[START Records for the task]

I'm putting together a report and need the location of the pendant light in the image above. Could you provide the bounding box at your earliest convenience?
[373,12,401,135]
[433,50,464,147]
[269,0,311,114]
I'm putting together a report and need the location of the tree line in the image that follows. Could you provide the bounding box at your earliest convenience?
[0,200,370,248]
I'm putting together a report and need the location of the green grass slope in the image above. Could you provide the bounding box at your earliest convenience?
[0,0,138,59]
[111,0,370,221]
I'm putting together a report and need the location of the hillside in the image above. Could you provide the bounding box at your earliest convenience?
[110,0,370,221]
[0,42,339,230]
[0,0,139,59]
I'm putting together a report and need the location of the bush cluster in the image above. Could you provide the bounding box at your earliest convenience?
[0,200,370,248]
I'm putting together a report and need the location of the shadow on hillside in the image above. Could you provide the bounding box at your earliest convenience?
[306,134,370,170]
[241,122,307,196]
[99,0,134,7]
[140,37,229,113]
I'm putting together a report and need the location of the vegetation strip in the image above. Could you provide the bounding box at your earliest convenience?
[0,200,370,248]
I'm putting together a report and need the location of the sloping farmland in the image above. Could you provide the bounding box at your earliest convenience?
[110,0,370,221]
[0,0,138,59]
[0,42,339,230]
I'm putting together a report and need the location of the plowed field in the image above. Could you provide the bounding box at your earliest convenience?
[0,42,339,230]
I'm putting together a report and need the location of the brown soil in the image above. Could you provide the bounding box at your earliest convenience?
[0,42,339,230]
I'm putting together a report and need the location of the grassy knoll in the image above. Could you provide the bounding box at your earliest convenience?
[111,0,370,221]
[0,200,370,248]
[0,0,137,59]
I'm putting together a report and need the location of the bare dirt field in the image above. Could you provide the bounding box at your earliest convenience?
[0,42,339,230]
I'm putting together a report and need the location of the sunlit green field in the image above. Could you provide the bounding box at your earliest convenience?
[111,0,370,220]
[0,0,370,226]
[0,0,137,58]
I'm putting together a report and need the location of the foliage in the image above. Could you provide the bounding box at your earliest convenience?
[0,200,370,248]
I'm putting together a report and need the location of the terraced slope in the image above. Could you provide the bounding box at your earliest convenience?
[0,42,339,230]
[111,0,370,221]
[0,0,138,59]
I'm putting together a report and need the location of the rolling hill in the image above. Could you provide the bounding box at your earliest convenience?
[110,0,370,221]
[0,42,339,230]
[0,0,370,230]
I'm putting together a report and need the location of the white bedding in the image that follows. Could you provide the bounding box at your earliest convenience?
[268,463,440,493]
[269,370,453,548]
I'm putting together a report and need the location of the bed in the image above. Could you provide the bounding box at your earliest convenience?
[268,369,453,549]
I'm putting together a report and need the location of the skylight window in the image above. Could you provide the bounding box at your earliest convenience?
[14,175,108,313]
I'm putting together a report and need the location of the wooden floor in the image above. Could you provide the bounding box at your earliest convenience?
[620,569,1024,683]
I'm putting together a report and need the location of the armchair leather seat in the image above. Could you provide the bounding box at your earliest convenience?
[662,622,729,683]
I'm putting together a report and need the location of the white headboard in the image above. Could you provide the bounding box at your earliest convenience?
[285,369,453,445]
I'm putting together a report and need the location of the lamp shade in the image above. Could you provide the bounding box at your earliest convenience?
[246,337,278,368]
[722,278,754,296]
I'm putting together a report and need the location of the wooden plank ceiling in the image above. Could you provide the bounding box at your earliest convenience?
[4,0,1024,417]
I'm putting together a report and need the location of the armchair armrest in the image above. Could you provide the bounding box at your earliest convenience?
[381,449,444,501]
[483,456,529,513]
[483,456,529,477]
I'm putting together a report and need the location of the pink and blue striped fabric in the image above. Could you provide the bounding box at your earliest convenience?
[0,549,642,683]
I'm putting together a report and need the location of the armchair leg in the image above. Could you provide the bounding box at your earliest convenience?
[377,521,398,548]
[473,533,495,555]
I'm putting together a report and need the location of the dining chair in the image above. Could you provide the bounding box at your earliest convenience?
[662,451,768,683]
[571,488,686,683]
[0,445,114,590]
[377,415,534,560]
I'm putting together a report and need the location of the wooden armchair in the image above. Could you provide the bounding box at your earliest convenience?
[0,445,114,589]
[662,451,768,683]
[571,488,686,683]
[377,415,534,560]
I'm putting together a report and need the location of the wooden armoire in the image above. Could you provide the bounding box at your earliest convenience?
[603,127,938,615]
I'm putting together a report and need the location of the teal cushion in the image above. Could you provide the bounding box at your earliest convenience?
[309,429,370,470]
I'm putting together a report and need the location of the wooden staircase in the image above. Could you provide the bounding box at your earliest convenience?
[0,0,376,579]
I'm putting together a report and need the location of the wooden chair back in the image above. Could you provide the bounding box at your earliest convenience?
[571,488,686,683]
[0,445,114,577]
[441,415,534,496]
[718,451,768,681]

[END Records for the task]
[START Records for the task]

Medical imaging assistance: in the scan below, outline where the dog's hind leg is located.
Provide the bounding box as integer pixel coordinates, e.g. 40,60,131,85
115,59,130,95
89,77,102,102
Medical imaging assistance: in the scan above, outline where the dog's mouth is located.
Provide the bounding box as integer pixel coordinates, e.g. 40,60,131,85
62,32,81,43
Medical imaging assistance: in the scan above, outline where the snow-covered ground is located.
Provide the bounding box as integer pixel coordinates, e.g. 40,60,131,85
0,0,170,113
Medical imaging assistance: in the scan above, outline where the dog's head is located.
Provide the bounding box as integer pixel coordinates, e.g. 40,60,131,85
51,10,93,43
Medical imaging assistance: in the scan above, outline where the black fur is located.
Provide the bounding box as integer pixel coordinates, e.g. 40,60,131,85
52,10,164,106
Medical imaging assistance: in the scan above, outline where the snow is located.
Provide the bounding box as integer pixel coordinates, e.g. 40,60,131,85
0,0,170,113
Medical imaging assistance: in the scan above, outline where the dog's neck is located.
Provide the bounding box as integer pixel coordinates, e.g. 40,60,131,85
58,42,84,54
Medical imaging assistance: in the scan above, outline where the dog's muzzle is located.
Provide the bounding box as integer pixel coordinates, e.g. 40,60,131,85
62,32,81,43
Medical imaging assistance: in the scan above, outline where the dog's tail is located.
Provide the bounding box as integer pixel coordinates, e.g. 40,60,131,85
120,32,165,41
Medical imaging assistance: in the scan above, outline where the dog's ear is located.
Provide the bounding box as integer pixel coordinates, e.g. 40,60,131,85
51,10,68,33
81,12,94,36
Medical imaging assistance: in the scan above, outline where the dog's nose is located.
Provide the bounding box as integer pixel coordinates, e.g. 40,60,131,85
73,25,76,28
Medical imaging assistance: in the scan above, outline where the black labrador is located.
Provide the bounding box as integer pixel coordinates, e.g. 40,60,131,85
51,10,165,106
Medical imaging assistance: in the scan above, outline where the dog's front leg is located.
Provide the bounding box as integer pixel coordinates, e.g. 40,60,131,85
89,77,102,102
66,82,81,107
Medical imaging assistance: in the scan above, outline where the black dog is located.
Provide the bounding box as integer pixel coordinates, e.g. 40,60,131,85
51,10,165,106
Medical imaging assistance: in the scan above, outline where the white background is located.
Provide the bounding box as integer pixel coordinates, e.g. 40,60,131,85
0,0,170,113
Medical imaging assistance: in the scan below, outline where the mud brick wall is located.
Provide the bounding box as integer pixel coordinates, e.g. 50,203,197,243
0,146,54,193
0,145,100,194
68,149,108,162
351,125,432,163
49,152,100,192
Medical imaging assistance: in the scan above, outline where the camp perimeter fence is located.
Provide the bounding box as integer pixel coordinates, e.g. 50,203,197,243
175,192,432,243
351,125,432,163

[END Records for the task]

[Exercise prompt] Rewrite the data as a two-column CSV with the headers text and answer. Begin at the line that contains "the wooden plank" and stop after the line that contains "[4,0,1024,417]". Give each text and its answer as one row, with each value in a single quoted field and any line breaks replaced by spaces.

[Response]
text,answer
"I'm putting together a report and need the location of the wooden plank ceiling in the image above. Could you provide the bounding box at your earliest convenience?","[4,0,1024,417]"